▸ WHAT IS BEING ASKED
Your task is to restate the data word for word.

▸ DATA SECTION
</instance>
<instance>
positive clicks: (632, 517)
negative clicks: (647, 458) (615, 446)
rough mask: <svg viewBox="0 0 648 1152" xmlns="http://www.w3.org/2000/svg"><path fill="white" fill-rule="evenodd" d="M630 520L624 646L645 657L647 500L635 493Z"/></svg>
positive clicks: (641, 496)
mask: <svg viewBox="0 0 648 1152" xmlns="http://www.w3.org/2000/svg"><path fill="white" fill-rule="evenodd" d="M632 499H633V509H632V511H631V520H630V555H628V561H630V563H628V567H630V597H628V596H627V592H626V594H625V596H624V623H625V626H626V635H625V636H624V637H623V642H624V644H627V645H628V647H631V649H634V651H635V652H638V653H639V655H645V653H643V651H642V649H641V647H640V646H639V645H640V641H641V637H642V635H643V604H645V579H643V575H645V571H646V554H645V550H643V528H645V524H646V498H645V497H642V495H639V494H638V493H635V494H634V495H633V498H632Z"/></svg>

▸ SOLUTION TO THE PROBLEM
</instance>
<instance>
positive clicks: (632, 517)
negative clicks: (647, 458) (615, 446)
rough mask: <svg viewBox="0 0 648 1152" xmlns="http://www.w3.org/2000/svg"><path fill="white" fill-rule="evenodd" d="M630 520L624 646L645 657L647 500L635 493Z"/></svg>
positive clicks: (641, 496)
mask: <svg viewBox="0 0 648 1152" xmlns="http://www.w3.org/2000/svg"><path fill="white" fill-rule="evenodd" d="M632 499H633V509H632V511H631V520H630V555H628V561H630V563H628V567H630V597H628V596H627V592H626V594H625V596H624V623H625V626H626V635H625V636H624V637H623V642H624V644H627V645H628V647H631V649H634V651H635V652H638V653H639V655H645V653H643V651H642V649H641V647H640V646H639V645H640V641H641V637H642V635H643V604H645V579H643V575H645V571H646V554H645V550H643V528H645V524H646V498H645V497H642V495H639V494H638V493H635V494H634V495H633V498H632Z"/></svg>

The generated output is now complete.